** Records supplied **
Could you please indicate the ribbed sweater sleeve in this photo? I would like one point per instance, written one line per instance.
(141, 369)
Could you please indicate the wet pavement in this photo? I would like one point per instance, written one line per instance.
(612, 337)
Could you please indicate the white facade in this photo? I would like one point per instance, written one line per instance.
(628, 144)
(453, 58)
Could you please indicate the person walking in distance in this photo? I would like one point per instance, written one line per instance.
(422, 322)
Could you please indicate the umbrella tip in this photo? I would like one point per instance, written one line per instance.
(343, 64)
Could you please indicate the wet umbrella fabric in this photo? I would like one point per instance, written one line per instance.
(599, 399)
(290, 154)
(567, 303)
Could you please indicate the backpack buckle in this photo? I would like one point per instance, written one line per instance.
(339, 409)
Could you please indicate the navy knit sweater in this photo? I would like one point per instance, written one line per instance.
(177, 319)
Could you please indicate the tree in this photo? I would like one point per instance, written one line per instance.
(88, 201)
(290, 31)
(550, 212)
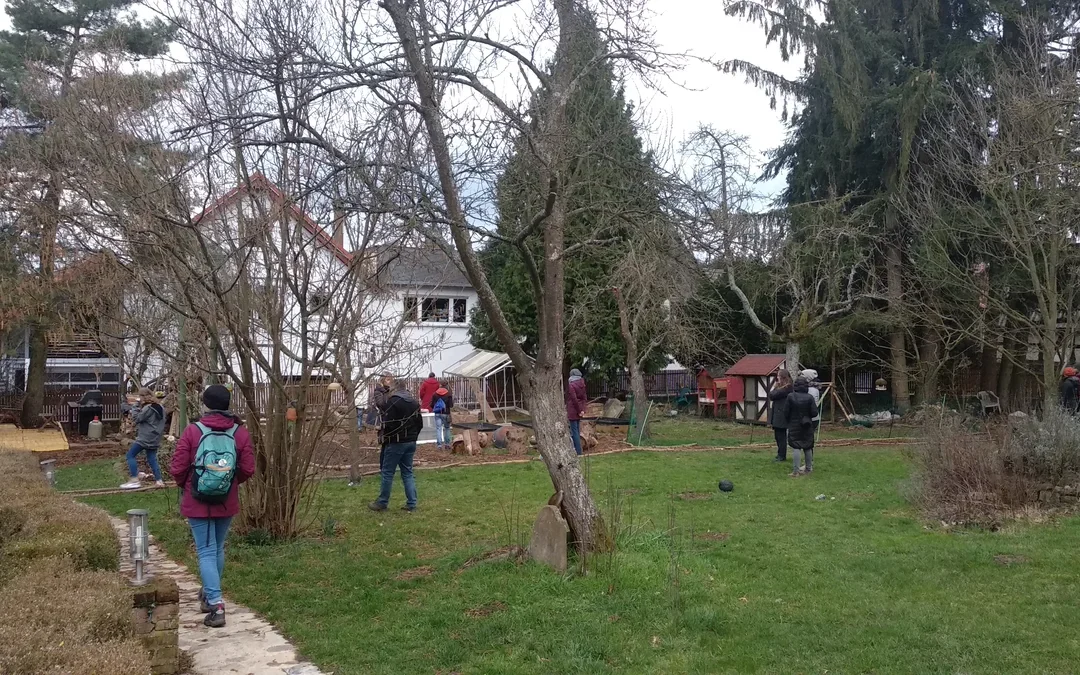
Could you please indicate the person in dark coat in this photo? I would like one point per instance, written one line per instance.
(778, 413)
(577, 402)
(210, 523)
(149, 429)
(442, 402)
(428, 388)
(1070, 390)
(401, 427)
(800, 409)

** What to produce **
Starting at the line that contains "Could you please indicate the wet umbrella", write out every line through the end of the entries, both ends included, without any pictures.

** Solved problem **
Could you please indicate the wet umbrella fabric in this photo? I would like one point per instance, written one line per instance.
(599, 399)
(290, 154)
(567, 303)
Could you please indicate the backpack buckle in this photo? I would like one point per instance, written one line per instance.
(339, 409)
Could you please indicate the navy knit sweater in this photo? I would like one point per instance, written one line per instance.
(177, 319)
Could you please indicate the tree in this photo? I would like one point per instance, written one line per instance.
(88, 201)
(290, 31)
(550, 212)
Could you please indicate the person in dark coat in this photo? I would like one point per instance, written one line per instance.
(778, 413)
(577, 402)
(210, 523)
(149, 429)
(442, 402)
(428, 388)
(1070, 390)
(401, 427)
(800, 409)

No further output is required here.